Extending GlusterFS with Python
Are you a Python programmer who wishes your storage could do more for you? Here's an easy way to add functionality to a real distributed filesystem, in your favorite language.
Programming languages are usually not good neighbors. Even mixing languages as closely related as C and C++ often can lead to a morass of conflicting conventions with respect to symbol names, initialization orders and memory management strategies. As the distance between languages increases, the difficulty of integrating them increases as well. This is particularly true when attempting to mix compiled and interpreted languages. Most interpreted languages have ways to call functions and access symbols in compiled libraries, but these facilities often are far from convenient, and calling back the other way—from compiled code to interpreted—is less convenient still. Integration between interpreted languages is even less feasible—the one notable exception being the several languages that share the Java Virtual Machine (JVM). Interoperability between interpreted languages using different virtual machines usually is limited to message passing between separate processes.

(Entries from a dataset of pointing records)
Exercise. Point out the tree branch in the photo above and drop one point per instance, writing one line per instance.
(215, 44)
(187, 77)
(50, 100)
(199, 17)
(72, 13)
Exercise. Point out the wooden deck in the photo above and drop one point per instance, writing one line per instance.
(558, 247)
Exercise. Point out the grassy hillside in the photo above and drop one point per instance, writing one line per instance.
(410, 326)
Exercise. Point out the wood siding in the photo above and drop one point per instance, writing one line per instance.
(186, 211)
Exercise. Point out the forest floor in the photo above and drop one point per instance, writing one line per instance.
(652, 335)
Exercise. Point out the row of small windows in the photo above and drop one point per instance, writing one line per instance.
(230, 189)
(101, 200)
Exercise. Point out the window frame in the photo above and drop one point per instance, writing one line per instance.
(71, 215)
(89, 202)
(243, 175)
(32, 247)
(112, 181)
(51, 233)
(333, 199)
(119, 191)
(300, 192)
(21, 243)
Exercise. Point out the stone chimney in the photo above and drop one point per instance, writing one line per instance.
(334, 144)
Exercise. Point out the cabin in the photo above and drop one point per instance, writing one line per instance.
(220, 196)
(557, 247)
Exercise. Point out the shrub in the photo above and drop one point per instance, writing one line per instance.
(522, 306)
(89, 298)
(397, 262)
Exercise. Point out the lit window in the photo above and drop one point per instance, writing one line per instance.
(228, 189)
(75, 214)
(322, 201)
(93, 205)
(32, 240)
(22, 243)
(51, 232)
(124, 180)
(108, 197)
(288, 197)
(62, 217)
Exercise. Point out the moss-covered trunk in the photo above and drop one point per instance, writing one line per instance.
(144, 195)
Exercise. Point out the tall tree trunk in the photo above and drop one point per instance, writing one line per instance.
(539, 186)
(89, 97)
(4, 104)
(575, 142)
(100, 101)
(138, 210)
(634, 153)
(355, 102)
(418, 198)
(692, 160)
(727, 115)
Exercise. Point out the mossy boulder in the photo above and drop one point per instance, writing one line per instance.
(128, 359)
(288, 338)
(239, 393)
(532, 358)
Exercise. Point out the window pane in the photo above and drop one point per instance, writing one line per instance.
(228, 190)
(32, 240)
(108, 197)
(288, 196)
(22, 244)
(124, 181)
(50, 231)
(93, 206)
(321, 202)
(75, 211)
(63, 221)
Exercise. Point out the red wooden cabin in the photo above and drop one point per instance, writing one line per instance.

» **Written problem**: Reproduce word for word the part of the GlusterFS passage that runs from "Extending GlusterFS with" down to "your favorite language.". The records are separate from the GlusterFS passage and don't relate to it.

» **Answer to this task**:
Extending GlusterFS with Python
Are you a Python programmer who wishes your storage could do more for you? Here's an easy way to add functionality to a real distributed filesystem, in your favorite language.